EXERCICES À RÉSOUDRE ▸
1) Recopiez le passage de la page sur les gilets jaunes qui commence par "Dans sa réponse" et se poursuit jusqu'à "escalade en cours.".
2) D'après la page sur les gilets jaunes, qui accuse le "Parti Communiste Maoïste" d'être à la manœuvre dans les affrontements de Montpellier ?

A l'autre extrême, l'ultra-gauche semble elle aussi de la partie. Accusée par le préfet de l’Hérault d'être à la manœuvre dans les affrontements qui ont lieu à Montpellier, le "Parti Communiste Maoïste" confirme et assume. Ce mouvement présent à l’échelle nationale assure s'engager dans "la lutte des gilets jaunes". Il affirme "Vis à vis des propos du préfet, le rôle des communistes est d'attiser le feu et de diriger les flammes dans la bonne direction.". Et ce rapport de la gendarmerie de région Occitanie qui affirme que les zadistes sont infiltrés parmi les jaunes et qu'ils sont responsable des casses. Le milieu ZAD n'aurait-il pas digéré l'expulsion de Notre Dames des Landes par Macron il y a tout juste quelques mois ? Une ZAD qui avait été défendue par une grande partie de la gauche militante. Une façon pour les ultras de se venger de ce gouvernement qui avait choisi l'opération militaire violente comme réponse à un problème de société ?

Opération désinformation : le JDD publie un rapport secret de la gendarmerie, constitué en fait d'images publiques et prises hors contexte. Ce rapport contribuera à faire passer les zadistes pour des terroristes.   - ValK - https://twitter.com/ValKphotos/status/942791427691614208
Opération désinformation : le JDD publie un rapport secret de la gendarmerie, constitué en fait d'images publiques et prises hors contexte. Ce rapport contribuera à faire passer les zadistes pour des terroristes. - ValK - https://twitter.com/ValKphotos/status/942791427691614208

Dans sa réponse au préfet, le "Parti Communiste Maoïste" affirme aussi combattre les "intrusions fascistes dans le mouvement" en "éliminant les prétendus porte-paroles racistes, sexistes et parfois affiliés aux partis d'extrême-droite." Et l'épouvantail de l'union des ultras de s'écrouler. Si ultras de gauche et ultras de droite se rejoignent parfois sur les barricades, à l'abri de leurs gilets jaunes et de leur passe-montagnes, dans les faits ils s'affrontent pour la maîtrise de la rue. Une guerre souterraine qui se poursuit acte après acte. Et qui a éclaté aujourd'hui au grand jour. Retour sur ces événements.

Dès le 12 Décembre, StreetPress repère les prémices d'une escalade en cours.

DOCUMENTS FOURNIS ▸
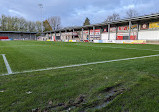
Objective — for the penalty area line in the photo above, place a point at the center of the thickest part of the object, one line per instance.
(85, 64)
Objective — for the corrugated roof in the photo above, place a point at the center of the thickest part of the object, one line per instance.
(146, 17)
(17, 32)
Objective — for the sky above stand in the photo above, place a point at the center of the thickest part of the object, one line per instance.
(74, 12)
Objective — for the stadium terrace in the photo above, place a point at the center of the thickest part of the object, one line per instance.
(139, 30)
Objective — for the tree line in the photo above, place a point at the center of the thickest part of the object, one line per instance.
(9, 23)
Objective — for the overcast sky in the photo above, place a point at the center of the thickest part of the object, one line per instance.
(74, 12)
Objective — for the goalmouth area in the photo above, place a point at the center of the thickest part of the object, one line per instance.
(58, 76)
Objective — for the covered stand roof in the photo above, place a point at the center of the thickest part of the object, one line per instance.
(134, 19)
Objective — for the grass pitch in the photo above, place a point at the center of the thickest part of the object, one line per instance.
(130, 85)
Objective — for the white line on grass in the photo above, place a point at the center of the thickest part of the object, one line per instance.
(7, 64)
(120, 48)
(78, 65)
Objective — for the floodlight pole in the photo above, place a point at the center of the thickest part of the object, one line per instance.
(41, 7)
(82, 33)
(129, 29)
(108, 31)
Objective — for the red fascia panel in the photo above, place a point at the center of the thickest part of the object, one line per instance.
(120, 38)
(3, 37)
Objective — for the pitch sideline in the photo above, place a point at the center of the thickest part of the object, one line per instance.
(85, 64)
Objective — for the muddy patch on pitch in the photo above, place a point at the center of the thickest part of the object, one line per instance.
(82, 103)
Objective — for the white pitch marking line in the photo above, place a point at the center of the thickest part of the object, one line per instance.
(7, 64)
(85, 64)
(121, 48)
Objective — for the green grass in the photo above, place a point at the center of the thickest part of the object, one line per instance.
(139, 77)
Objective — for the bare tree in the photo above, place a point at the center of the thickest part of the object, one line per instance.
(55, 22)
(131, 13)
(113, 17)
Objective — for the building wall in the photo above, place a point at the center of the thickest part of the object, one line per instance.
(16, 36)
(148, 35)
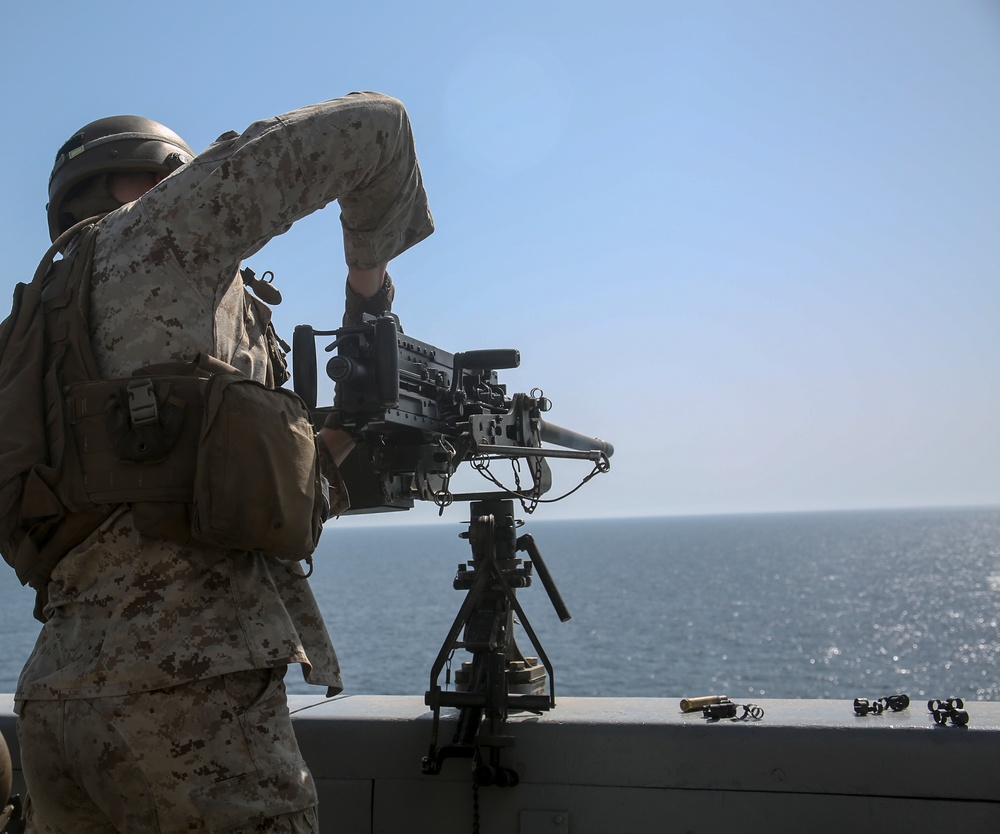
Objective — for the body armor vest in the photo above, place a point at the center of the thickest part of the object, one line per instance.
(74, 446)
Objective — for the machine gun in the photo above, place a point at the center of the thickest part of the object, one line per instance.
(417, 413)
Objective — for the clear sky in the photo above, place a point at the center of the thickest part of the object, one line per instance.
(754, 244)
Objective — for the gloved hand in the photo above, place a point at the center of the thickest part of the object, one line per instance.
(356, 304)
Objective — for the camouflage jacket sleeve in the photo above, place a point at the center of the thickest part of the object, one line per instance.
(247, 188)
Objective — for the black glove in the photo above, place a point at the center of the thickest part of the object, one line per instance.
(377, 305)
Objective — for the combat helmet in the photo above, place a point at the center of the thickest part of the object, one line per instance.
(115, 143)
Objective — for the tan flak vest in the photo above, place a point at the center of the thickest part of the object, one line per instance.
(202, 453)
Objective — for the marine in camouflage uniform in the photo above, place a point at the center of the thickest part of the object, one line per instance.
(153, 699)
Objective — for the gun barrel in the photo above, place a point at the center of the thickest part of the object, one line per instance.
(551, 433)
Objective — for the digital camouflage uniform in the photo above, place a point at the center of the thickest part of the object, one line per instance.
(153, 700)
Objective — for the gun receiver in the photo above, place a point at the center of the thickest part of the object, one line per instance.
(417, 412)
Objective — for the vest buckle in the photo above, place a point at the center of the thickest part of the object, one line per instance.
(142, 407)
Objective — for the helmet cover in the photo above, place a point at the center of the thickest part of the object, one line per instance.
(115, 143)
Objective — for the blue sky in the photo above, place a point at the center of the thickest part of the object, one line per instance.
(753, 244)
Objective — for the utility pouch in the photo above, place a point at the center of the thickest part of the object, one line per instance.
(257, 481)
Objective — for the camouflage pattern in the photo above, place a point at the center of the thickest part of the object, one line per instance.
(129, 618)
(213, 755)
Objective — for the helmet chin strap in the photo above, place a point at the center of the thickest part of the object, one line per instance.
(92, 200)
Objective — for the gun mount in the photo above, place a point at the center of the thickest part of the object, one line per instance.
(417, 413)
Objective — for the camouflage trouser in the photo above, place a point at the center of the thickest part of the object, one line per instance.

CORRIGÉ DES EXERCICES ▸
1)
Dans sa réponse au préfet, le "Parti Communiste Maoïste" affirme aussi combattre les "intrusions fascistes dans le mouvement" en "éliminant les prétendus porte-paroles racistes, sexistes et parfois affiliés aux partis d'extrême-droite." Et l'épouvantail de l'union des ultras de s'écrouler. Si ultras de gauche et ultras de droite se rejoignent parfois sur les barricades, à l'abri de leurs gilets jaunes et de leur passe-montagnes, dans les faits ils s'affrontent pour la maîtrise de la rue. Une guerre souterraine qui se poursuit acte après acte. Et qui a éclaté aujourd'hui au grand jour. Retour sur ces événements.

Dès le 12 Décembre, StreetPress repère les prémices d'une escalade en cours.

2) Le préfet de l'Hérault.